> _Task prompt_
Pictures are to be left out; otherwise, copy exactly the lines from the line containing "Identify the wispy" through the end of the data.

> _Provided material_

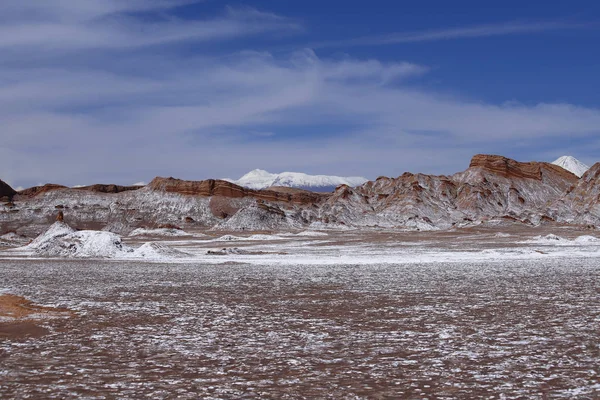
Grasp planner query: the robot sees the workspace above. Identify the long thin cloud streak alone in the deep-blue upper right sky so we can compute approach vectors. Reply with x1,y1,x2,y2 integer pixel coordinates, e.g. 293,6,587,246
310,21,589,48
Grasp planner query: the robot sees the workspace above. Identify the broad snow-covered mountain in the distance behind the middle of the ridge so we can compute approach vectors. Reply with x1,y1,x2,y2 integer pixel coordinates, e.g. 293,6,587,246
225,169,367,192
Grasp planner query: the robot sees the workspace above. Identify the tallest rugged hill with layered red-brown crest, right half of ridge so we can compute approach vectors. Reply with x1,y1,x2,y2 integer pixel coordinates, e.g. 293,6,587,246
322,155,578,229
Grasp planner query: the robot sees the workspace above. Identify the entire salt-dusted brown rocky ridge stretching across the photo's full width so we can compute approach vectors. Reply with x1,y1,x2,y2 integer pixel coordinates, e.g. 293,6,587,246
0,155,600,234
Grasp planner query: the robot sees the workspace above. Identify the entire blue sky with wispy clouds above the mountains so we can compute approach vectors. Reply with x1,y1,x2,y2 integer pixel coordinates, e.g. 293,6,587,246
0,0,600,186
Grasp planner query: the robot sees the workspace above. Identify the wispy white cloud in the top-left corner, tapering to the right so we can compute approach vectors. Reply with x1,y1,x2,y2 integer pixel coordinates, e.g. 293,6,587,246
0,0,300,51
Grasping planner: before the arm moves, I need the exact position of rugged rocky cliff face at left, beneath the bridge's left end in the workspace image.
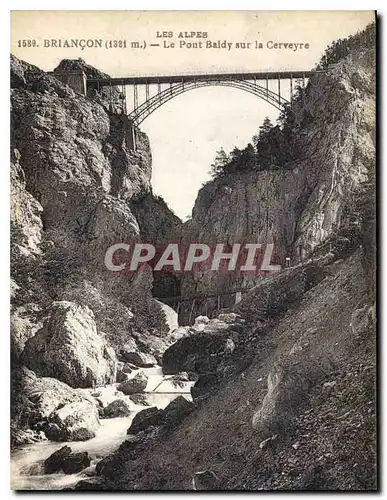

> _Answer for the task_
Grasp planner query: the robot sees the workspace above. Identify the wispy white cloud in the top-left corner, tapering to the right so we can compute approach vectors. Reply with x1,y1,x2,y2 integer pixel coordinates, e.g. 293,6,587,246
0,0,300,51
Grasping planner: before the arm moves, I need the exact position of rugged rocky cliff face at left, beneath the bridge's left end in the workspace image.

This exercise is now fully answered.